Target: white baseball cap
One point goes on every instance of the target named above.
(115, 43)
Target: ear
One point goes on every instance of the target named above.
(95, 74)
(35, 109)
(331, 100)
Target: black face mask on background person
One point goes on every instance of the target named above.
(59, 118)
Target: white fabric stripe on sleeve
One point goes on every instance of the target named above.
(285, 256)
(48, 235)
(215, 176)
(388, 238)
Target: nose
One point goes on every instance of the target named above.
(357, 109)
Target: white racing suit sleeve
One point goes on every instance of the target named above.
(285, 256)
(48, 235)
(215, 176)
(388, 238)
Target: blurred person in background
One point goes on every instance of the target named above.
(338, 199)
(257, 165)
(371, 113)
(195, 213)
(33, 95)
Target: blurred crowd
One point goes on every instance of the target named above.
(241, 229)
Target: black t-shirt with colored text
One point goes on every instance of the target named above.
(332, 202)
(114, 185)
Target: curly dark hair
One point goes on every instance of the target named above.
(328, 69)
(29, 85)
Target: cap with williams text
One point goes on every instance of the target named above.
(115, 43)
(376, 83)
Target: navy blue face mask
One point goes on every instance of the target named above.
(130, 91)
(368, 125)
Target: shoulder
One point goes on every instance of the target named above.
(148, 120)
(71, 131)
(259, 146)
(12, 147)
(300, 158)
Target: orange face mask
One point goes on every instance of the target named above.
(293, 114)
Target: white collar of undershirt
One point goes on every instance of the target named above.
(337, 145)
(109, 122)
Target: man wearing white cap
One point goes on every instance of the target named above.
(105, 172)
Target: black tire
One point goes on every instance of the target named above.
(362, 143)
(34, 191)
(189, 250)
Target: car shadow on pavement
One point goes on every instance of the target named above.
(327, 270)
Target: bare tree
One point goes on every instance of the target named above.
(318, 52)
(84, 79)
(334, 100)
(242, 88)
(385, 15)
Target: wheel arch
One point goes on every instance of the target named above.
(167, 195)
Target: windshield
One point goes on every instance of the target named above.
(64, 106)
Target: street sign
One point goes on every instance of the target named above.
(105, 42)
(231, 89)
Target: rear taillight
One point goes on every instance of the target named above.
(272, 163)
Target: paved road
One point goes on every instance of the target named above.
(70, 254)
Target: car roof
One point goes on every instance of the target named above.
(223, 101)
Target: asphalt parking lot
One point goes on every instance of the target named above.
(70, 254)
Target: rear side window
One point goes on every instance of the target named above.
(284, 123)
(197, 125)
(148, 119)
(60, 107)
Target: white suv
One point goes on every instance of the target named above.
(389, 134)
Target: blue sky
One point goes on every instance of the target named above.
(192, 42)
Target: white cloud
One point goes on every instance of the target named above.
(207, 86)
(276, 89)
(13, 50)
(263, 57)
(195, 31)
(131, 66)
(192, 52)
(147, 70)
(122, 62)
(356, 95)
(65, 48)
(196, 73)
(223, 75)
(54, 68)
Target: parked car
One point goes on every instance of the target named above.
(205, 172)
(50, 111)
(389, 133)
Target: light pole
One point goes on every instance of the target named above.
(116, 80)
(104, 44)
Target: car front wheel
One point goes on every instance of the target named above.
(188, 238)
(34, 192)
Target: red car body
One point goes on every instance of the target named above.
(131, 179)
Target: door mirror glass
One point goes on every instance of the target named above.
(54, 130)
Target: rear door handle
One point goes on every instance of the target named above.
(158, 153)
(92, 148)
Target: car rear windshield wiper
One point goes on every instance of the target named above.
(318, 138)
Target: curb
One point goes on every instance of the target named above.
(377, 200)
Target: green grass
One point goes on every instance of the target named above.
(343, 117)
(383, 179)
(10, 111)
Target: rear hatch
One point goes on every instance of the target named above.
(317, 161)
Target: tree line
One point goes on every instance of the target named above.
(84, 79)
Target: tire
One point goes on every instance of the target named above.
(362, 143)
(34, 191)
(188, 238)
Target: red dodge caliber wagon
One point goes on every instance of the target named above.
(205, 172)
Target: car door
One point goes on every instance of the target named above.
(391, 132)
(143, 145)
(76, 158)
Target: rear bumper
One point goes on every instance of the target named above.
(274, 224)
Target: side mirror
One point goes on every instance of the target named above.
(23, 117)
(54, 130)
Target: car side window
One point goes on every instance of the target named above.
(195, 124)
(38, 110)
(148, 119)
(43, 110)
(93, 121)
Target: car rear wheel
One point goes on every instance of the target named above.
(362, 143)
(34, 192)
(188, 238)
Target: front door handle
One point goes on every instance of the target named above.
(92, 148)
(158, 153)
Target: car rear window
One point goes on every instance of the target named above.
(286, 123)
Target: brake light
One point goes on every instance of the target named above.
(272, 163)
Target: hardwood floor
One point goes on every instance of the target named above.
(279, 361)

·····

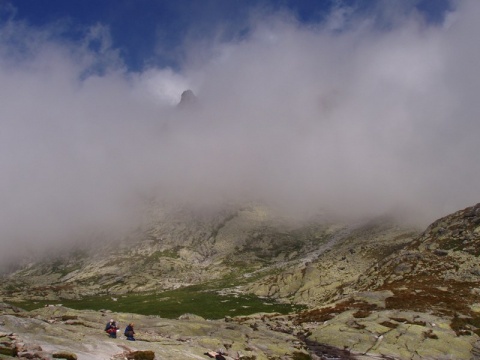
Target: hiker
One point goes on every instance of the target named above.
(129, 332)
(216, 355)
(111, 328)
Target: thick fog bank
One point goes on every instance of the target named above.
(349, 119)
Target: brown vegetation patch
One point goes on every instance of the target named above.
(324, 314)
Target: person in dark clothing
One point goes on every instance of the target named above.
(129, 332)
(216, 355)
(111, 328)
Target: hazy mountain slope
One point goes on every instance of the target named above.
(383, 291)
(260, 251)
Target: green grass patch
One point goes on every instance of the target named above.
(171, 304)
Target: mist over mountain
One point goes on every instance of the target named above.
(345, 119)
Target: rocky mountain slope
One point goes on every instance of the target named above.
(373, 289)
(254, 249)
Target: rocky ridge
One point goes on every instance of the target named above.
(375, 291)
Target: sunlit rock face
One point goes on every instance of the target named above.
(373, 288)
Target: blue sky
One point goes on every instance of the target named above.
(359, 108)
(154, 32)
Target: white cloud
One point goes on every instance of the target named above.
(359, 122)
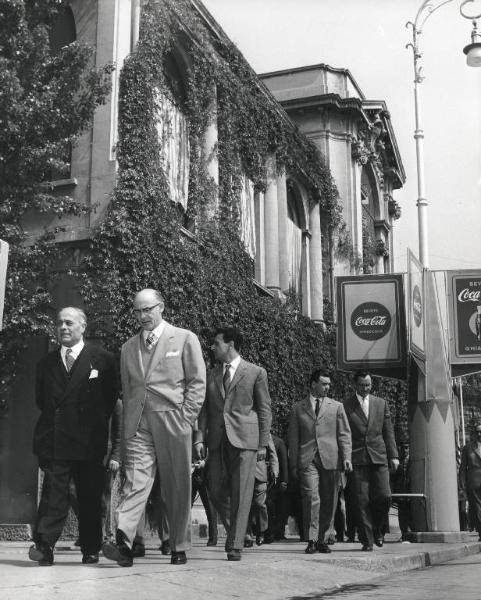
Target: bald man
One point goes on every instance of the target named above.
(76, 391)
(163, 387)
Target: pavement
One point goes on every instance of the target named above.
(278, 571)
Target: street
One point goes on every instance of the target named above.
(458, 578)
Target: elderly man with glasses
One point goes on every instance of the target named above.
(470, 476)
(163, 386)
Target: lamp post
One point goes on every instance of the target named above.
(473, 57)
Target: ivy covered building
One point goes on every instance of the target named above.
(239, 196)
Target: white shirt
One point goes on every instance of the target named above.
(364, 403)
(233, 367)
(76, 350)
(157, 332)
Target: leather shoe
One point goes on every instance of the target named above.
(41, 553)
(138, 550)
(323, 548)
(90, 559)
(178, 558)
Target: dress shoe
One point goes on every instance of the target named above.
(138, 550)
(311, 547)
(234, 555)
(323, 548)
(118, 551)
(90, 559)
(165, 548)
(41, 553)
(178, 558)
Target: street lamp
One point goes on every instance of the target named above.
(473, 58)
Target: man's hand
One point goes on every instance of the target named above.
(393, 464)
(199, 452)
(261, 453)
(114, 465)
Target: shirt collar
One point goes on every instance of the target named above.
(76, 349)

·····

#### TASK BRIEF:
How many lines in the entries above contain the word "white"? Reply with the number alone.

#### RESULT FOR THIS EXERCISE:
9